Supplied text =>

================

Friday, 13 May 2011

This is why you shouldn't block me.

Because I can't correct this minor error on Filmshaft:

I don't think it's unfair for me to say that there's more than a few fans out there who are overly cautious about Millennium Pictures' long awaited reboot of Conan the Barbarian, and with good reason too. It has taken the project several years to get off of the ground, with production dates being pushed further and further back as a result. Also, to be fair, the original films, starring Arnold Schwarzenegger are hardly classics, so what could be worth looking forward to in the reboot which crashes into cinemas later this year?

Well to start with, you may (or may not, take your pick) breath a sigh of relief to find out that the new film, directed by Marcus Nispel, is NOT based on Arnie's movies, but rather the Robert E. Howard comicbooks.

Of course, I can't comment, because evidently Martyn Conterio is still peeved that I patiently and helpfully corrected him, and...

And unless some other good soul corrects Craig Sharp, his article will continue to reflect poorly on him.


  1. Poor Craig Sharp is obviously not a popular guy. Neither this new article of his, NOR any of his previous ones have one single comment on them.

    Not one.

================

Requirement A =>
Summarize the blog post about Filmshaft in two sentences.
Requirement B =>
Carry on the blog post about Filmshaft, picking up after its final line.
The listing plays no part in the work on the blog post about Filmshaft.

================

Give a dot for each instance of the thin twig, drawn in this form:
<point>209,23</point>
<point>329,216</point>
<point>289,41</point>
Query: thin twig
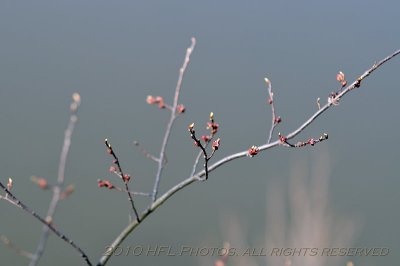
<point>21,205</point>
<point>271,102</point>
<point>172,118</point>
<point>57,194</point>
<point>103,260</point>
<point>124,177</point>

================

Task result A =>
The writer says being blocked prevents them from correcting a minor error in a Filmshaft article by Craig Sharp about Millennium Pictures' reboot of Conan the Barbarian, which says the Marcus Nispel film is based on the Robert E. Howard comicbooks rather than Arnold Schwarzenegger's movies. The writer attributes the block to Martyn Conterio still being peeved at an earlier correction, and warns that unless someone else corrects Craig Sharp, the article will keep reflecting poorly on him.

Task result B =>
    I feel sorry for the guy, I really do. The folks at Filmshaft do too, obviously, since they let him post these things knowing no one cares enough about his writing to comment.

    I shall pray for him, as I still pray for poor Martyn Conterio, who also gets no love from Filmshaft's readers.

    They are both subjects to be pitied.

    (saddened at the cruelties of a heartless world)

  2. There's one comment over there, by "mikenfran3" (05/14/2011 06:48 AM). He corrects the "comicbooks" idiocy.

    "Despite Momoa's quotes to the contrary, Marcus Nispei's Conan is not a "reboot". It is a completely new film based on the same source material as the previous film. The source are the Conan stories written by Robert E. Howard. These were not 'comicbooks". These were short stories and novellas published in a pulp magazine called Weird Tales back in the 1930's. The comics came later, in the 1970's long after Howard's death."